## Data for the task
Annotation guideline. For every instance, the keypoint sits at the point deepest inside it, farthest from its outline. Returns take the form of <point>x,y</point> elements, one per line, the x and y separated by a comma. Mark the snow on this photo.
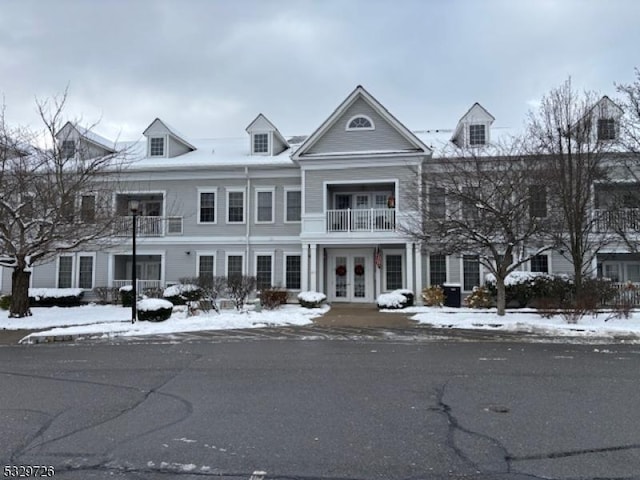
<point>153,304</point>
<point>527,320</point>
<point>312,297</point>
<point>54,292</point>
<point>114,321</point>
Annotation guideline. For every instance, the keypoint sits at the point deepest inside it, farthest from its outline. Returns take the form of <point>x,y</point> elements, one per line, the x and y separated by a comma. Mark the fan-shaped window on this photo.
<point>360,122</point>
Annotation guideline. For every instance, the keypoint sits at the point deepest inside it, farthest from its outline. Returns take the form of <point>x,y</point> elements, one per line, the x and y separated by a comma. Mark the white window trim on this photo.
<point>215,210</point>
<point>348,129</point>
<point>271,190</point>
<point>286,191</point>
<point>206,253</point>
<point>73,269</point>
<point>257,254</point>
<point>235,254</point>
<point>269,143</point>
<point>244,205</point>
<point>165,145</point>
<point>284,270</point>
<point>93,269</point>
<point>394,252</point>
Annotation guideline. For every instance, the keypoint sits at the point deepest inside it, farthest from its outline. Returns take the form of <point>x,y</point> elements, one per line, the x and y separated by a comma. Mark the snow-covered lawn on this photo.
<point>527,320</point>
<point>112,321</point>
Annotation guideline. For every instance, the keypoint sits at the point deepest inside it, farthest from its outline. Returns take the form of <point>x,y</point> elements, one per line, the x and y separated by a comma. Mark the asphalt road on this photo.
<point>324,409</point>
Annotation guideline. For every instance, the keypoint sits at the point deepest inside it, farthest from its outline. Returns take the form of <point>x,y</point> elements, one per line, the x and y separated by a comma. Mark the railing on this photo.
<point>150,226</point>
<point>141,285</point>
<point>362,220</point>
<point>623,219</point>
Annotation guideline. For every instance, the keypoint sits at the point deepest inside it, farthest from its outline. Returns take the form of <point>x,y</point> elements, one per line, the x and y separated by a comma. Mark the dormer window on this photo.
<point>360,122</point>
<point>260,143</point>
<point>606,129</point>
<point>477,135</point>
<point>156,147</point>
<point>68,148</point>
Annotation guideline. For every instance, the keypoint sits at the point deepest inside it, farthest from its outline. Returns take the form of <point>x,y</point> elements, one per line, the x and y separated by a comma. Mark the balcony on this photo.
<point>623,219</point>
<point>361,220</point>
<point>148,226</point>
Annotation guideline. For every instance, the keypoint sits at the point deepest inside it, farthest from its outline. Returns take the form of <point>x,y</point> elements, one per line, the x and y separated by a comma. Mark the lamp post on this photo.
<point>133,207</point>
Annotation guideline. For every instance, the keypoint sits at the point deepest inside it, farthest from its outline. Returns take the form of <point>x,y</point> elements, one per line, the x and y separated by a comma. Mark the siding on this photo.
<point>337,139</point>
<point>314,179</point>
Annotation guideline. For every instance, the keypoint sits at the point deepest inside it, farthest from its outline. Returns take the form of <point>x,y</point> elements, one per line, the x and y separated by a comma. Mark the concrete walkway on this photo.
<point>362,315</point>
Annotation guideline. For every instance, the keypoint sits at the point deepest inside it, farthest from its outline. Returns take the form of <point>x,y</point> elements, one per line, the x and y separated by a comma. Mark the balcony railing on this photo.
<point>623,219</point>
<point>362,220</point>
<point>141,285</point>
<point>150,226</point>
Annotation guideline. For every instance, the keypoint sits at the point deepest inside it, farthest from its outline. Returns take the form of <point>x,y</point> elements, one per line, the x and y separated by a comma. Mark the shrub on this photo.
<point>154,309</point>
<point>239,287</point>
<point>433,296</point>
<point>5,302</point>
<point>271,298</point>
<point>392,301</point>
<point>479,298</point>
<point>55,297</point>
<point>182,294</point>
<point>311,299</point>
<point>408,294</point>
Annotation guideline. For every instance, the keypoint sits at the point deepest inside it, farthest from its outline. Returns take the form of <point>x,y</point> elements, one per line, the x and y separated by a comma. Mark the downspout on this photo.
<point>248,219</point>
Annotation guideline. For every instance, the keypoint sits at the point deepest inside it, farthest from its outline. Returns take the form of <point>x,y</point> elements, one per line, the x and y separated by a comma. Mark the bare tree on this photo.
<point>56,195</point>
<point>572,134</point>
<point>484,202</point>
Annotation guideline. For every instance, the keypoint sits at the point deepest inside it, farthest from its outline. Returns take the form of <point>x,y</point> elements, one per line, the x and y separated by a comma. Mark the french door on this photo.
<point>350,276</point>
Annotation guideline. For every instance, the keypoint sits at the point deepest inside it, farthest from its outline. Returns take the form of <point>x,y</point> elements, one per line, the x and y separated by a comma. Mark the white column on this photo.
<point>304,274</point>
<point>410,265</point>
<point>313,267</point>
<point>418,260</point>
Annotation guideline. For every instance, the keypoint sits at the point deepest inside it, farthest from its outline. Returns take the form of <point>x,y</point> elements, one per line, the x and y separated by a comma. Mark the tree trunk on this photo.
<point>502,297</point>
<point>20,293</point>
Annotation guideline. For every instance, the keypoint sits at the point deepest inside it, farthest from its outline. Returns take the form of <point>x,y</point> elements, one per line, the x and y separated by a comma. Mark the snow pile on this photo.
<point>392,300</point>
<point>39,293</point>
<point>153,304</point>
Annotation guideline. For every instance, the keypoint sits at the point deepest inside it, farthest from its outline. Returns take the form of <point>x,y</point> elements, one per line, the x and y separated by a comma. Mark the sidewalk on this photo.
<point>362,315</point>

## What is being asked
The records above need to be given again exactly. Omit the pictures.

## Exercise output
Annotation guideline. For every instance, the keypoint sits at the point deepest inside it, farthest from its outline. Returns take the form of <point>x,y</point> elements, one per line, the x and y separated by a comma. Mark the snow on this photo.
<point>153,304</point>
<point>527,320</point>
<point>312,297</point>
<point>54,292</point>
<point>114,321</point>
Annotation guideline. For every instance, the keypoint sits at the point deepest inside it, farthest from its outline. Returns take the form of <point>x,y</point> elements, one per line, the x and y separated by a comma. Mark the fan-shaped window on this photo.
<point>360,122</point>
Annotation guideline. For every instance, the keypoint sits at the point deepest inside it, farthest from its outline. Returns take the form of <point>x,y</point> elements, one per line, the x and y separated by a comma. Mark the white window trim on this photo.
<point>215,210</point>
<point>348,129</point>
<point>271,190</point>
<point>286,191</point>
<point>206,253</point>
<point>73,269</point>
<point>257,254</point>
<point>235,254</point>
<point>269,143</point>
<point>244,205</point>
<point>165,145</point>
<point>284,270</point>
<point>93,269</point>
<point>394,252</point>
Annotation guideline. For every instance, the keypoint sits at the point deepest inside it, farthest from its outline. Returns take the form of <point>x,y</point> elements, one per line, the x and y separated by a comma. Mark the snow-covered lawn on this photo.
<point>527,320</point>
<point>112,321</point>
Annotation guideline. For every instance, the keypoint sits at the point deepest inside it, farthest from its outline. Returns take the form of <point>x,y</point> elements, one per line, the x and y separated by a comma. Mark the asphalt road on this photo.
<point>324,409</point>
Annotation guideline. For every instance, the keypoint sits at the point deepest inside it, farthest from its outline. Returns take the form of <point>x,y</point> elements, one per line, the x and y separated by a comma. Mark the railing on this photo.
<point>150,226</point>
<point>141,285</point>
<point>362,220</point>
<point>623,219</point>
Annotation guideline. For every instance, the keypoint sits at the point deepest inside it, farthest from its outline. Returns take the form of <point>x,y</point> elements, one per line, the x and y separated by a comma. Mark the dormer window on this photo.
<point>360,122</point>
<point>260,143</point>
<point>606,129</point>
<point>477,135</point>
<point>156,147</point>
<point>68,148</point>
Annotation guideline. For every instance, the keypoint sits at the point deepest inside it, farthest from its outline. Returns take the form of <point>x,y</point> elements, one per line, the x and y separated by a comma. Mark the balcony on this photo.
<point>623,219</point>
<point>361,220</point>
<point>148,226</point>
Annotation guideline. For every instance, the keypoint sits at the point deepest inside it, farthest from its outline. Returns take the form of <point>x,y</point> elements, one per line, the x and y separated by a comma. Mark the lamp post on this photo.
<point>133,207</point>
Annotation guideline. For every instance, the keypoint sits at the point deepest inside it, farthest from its outline. Returns take the form of <point>x,y</point> elements, one per line, the x and y separated by a comma. Mark the siding on this photo.
<point>337,139</point>
<point>314,179</point>
Annotation guideline. For every instance, the keypoint sits at the point deepest inside it, farthest from its outline. Returns take the form of <point>x,y</point> elements, one per line, the x and y separated by a comma. Mark the concrete walkway on this photo.
<point>362,315</point>
Annotation guideline. For every instance, the keypoint sits at the point deepest inside it, farthest from its outline. Returns take the form of <point>x,y</point> elements, one per line, the x and y separated by a comma. Mark the balcony railing on this photo.
<point>623,219</point>
<point>362,220</point>
<point>141,285</point>
<point>150,226</point>
Annotation guideline. For every instance, the keypoint sits at the point deepest inside it, farthest from its outline. Returns take the form of <point>x,y</point> elements, one per line, the x and y separated by a comma. Mark the shrub on this photo.
<point>154,309</point>
<point>239,287</point>
<point>433,296</point>
<point>5,302</point>
<point>271,298</point>
<point>392,301</point>
<point>479,298</point>
<point>55,297</point>
<point>182,294</point>
<point>311,299</point>
<point>408,294</point>
Annotation guideline. For every instance, the keypoint sits at the point deepest inside it, farthest from its outline. Returns take the form of <point>x,y</point> elements, one per line, the x and y separated by a comma. Mark the downspout on this photo.
<point>248,219</point>
Annotation guideline. For every instance, the keypoint sits at the point deepest inside it, farthest from its outline. Returns take the form of <point>x,y</point> elements, one per line, the x and y separated by a comma. Mark the bare tree on this photo.
<point>56,195</point>
<point>572,134</point>
<point>484,202</point>
Annotation guideline. For every instance, the keypoint sits at the point deepest inside it, farthest from its outline. Returns take the form of <point>x,y</point> elements, one per line, the x and y separated by a comma. Mark the french door on this photo.
<point>350,276</point>
Annotation guideline. For every instance, the keypoint sits at the point deepest inside it, farthest from its outline. Returns take the form of <point>x,y</point> elements, one per line, the x and y separated by a comma. Mark the white column on this photo.
<point>304,274</point>
<point>410,265</point>
<point>313,267</point>
<point>418,260</point>
Annotation guideline. For every instance, the keypoint sits at the point deepest inside it, farthest from its outline. Returns take the form of <point>x,y</point> elements, one per line, the x and y separated by a comma. Mark the tree trunk on this photo.
<point>502,297</point>
<point>20,293</point>
Annotation guideline. For every instance, the keypoint sits at the point deepest inside it, farthest from its outline. Returns take the form of <point>x,y</point> elements, one per line, the x and y separated by a comma. Mark the snow pile on this photo.
<point>392,300</point>
<point>39,293</point>
<point>153,304</point>
Annotation guideline. For every instance, the keypoint sits at the point deepest inside it, farthest from its outline. Returns take the form of <point>x,y</point> elements, one per line, the x and y separated by a comma. Mark the sidewalk on this photo.
<point>362,315</point>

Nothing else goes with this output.